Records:

□ □ □ □

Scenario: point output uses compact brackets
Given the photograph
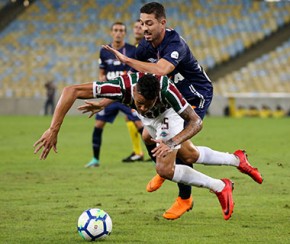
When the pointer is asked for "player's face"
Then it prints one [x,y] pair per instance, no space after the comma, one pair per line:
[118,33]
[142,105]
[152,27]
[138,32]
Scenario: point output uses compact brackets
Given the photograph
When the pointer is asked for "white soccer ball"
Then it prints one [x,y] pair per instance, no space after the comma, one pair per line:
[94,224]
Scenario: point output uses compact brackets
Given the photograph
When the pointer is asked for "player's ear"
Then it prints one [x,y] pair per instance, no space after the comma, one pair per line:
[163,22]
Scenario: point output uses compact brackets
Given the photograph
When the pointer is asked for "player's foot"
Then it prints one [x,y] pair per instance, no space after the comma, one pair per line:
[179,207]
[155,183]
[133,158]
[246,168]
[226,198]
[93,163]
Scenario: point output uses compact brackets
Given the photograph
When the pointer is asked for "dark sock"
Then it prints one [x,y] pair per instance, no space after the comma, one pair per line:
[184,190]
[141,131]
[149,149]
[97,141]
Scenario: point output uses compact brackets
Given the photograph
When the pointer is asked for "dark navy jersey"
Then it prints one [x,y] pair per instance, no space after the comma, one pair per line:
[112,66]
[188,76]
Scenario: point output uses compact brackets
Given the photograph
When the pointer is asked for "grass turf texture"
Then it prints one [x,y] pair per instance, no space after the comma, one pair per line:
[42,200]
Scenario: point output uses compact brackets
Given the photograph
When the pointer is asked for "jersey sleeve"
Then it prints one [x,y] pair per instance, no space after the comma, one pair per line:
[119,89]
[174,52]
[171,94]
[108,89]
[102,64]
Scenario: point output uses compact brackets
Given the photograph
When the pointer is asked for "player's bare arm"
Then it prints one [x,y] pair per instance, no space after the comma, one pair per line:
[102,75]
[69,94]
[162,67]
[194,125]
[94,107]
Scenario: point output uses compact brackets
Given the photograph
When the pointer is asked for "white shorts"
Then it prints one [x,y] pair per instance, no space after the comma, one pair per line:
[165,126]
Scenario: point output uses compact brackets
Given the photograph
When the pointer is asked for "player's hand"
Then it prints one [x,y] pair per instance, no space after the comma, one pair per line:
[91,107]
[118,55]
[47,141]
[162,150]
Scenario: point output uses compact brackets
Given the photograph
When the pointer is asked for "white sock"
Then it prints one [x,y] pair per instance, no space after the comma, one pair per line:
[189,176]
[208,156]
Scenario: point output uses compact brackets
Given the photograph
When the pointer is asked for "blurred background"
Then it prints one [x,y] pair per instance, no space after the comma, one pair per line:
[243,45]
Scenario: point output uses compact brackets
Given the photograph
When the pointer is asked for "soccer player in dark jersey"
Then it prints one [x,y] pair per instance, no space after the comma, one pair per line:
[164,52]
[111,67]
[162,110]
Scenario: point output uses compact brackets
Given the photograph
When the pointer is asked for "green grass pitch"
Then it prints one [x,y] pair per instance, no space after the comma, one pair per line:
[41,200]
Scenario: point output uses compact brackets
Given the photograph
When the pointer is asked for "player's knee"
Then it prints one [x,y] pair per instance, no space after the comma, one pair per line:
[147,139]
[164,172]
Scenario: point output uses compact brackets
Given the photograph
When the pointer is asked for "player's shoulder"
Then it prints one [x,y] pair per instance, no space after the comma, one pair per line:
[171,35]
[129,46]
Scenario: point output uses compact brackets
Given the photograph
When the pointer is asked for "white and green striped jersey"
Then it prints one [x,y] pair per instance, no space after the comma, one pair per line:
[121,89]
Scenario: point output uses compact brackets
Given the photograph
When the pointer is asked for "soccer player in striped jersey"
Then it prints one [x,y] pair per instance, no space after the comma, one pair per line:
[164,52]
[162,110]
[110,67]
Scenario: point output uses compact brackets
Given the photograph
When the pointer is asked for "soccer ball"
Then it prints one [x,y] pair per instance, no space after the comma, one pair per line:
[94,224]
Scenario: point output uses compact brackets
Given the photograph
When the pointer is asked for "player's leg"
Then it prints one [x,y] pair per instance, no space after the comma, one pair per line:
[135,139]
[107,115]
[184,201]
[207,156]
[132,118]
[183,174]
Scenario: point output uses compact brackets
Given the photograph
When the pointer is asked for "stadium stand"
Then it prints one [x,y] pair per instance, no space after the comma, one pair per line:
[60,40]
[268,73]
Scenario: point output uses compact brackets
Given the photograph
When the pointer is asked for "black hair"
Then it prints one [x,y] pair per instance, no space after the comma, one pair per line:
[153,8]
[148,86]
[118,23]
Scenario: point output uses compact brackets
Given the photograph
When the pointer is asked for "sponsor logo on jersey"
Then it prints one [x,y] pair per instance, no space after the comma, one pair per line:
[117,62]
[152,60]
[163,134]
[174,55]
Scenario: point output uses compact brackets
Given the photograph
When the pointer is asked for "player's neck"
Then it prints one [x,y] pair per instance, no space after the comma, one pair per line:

□ □ □ □

◆ Written exercise: Repeat the records word for word. Any picture in them should be left out.

◆ Output for this exercise:
Scenario: point output uses compact brackets
Given the photograph
When the pointer is asked for "player's face"
Then it prints one [x,y] pair per instance, no space after the comma, one pair per line:
[118,33]
[142,105]
[152,27]
[138,32]
Scenario: point output uses compact brackets
Given the photograph
When the pointer is asked for "white soccer ball"
Then it prints one [x,y] pair per instance, no space after the comma, one pair per line:
[94,224]
Scenario: point output uses compact brackets
Given the photograph
When the pointer is asked for "player's ear"
Then it prints one [x,y] pair per instance, no space after the comma, one pair per line:
[163,22]
Scenario: point output uses compact brackets
Given the photograph
When the pointer is asked for "player's foot"
Then it prints one [x,y] pair per instance, no space after the comma, one pair per line:
[179,207]
[155,183]
[133,158]
[246,168]
[226,198]
[93,163]
Scenario: point output uses compact brackets
Given the photograph
When the pointer is asked for "dark sock"
Then it prints one [x,y] pair per instance, no space after the comma, one pair per line:
[184,190]
[141,131]
[149,149]
[97,141]
Scenario: point output uses compact brackets
Given the photograph
When the pointer is asked for "dark navy jersey"
Then it prints one [x,y] pair per instance, no space after the comma, one pair per line:
[112,66]
[188,76]
Scenario: point output uses compact brackets
Given the photograph
When the pointer is asked for "grass turf texture"
Then it prints one [x,y] pair per instance, no space after the comma, one pair per line:
[42,200]
Scenario: point output uses compact brackets
Given the photograph
When the pointer is asked for "jersey sleeve"
Then it prints one [x,y] pair per instance, no space after the comma, one pair per line:
[119,89]
[174,52]
[171,94]
[108,89]
[102,64]
Scenario: point output uses compact brackets
Given the photograph
When the pointer is asked for "player's bare arm"
Then it prints one [x,y] pair per instance, no space after the comma, one pair per line:
[102,75]
[69,94]
[162,67]
[194,125]
[94,107]
Scenario: point output uses compact brackets
Given the photograph
When the pointer is asked for "white shorts"
Then it prints one [x,y] pair per instance, no space after the comma, one pair per line:
[165,126]
Scenario: point output uses compact brackets
Given the photograph
When the pointer is asked for "player's hand"
Then it prints one [x,y] pair per instance, no space after the comma, one pair per line:
[91,107]
[118,55]
[47,141]
[162,150]
Scenario: point output uses compact brackets
Given the photograph
When the pointer is asked for "white sock"
Then it prints one [x,y] pair per instance, no space after the comma, one pair per line:
[189,176]
[208,156]
Scenario: point output uses compact brackets
Given the photograph
When the pointer is asked for "blurred background"
Then it prints one [x,y] pair per instance, no space after the comma, one pair per line:
[243,45]
Scenario: point output uses compact brackets
Given the photograph
When the pointer is asked for "soccer player in dark jersey"
Then it prints one [x,y] pair per instance, no space after the comma, one pair per line:
[164,52]
[111,67]
[162,110]
Scenario: point output uses compact brackets
Given the photograph
When the pointer is asked for "green grass pitch"
Then it prints one [x,y] pair per instance, no space after the comma, one pair per line:
[41,200]
Scenario: point output uses compact brackets
Given the photograph
When the pointer is asked for "player's knee"
Then it prints one [x,y] pair per instance, no space after the comma, one pair per line:
[147,139]
[164,172]
Scenario: point output uses compact brackets
Given the photograph
When the pointer is asked for "player's shoulder"
Then it prints one [x,y] pair per instance, no space after the comma, one pair per line:
[171,35]
[129,46]
Scenario: point output uses compact brackets
Given the photograph
When the pointer is asked for "white and green striped jersey"
Then it prints one [x,y] pair per instance, no space after the comma, one pair per line:
[121,89]
Scenario: point output uses compact brackets
Given the photograph
When the pointer is asked for "soccer player in striped jersey"
Then it prints one [x,y] pair per instance, no space after the comma, one pair per line:
[164,52]
[162,110]
[110,67]
Scenario: point output uses compact brackets
Given the photograph
When the pointer is asked for "soccer ball"
Then it prints one [x,y] pair per instance, no space after the comma, one pair per line:
[94,224]
Scenario: point output uses compact brackets
Given the photograph
When the pointer is asked for "player's leg"
Then it prints one [x,y] pair per instance, no space after the comma, one pair per line:
[135,139]
[107,115]
[184,201]
[207,156]
[132,118]
[183,174]
Scenario: point output uses compact brackets
Given the photograph
When the pointer is asked for "stadium stand"
Then it prints one [x,y] pair per instance, no space after the comma, one pair per line:
[60,40]
[268,73]
Scenario: point output uses compact brackets
Given the photograph
When the pointer is asked for "black hair"
Then it prints one [x,y] pair per instance, no space after the comma, one pair per line:
[153,8]
[148,86]
[118,23]
Scenario: point output uses compact brackets
Given the photograph
When the pointer is asked for "sponsor logo on jersey"
Then it prints one [x,y] pair per instance, no space after the comma, one pair per line:
[117,62]
[152,60]
[163,134]
[174,55]
Scenario: point output uses compact brackets
Given the photograph
When the pointer is asked for "player's neck"
Then it prints one [x,y] pair per instance, no space after the comma, one pair per line:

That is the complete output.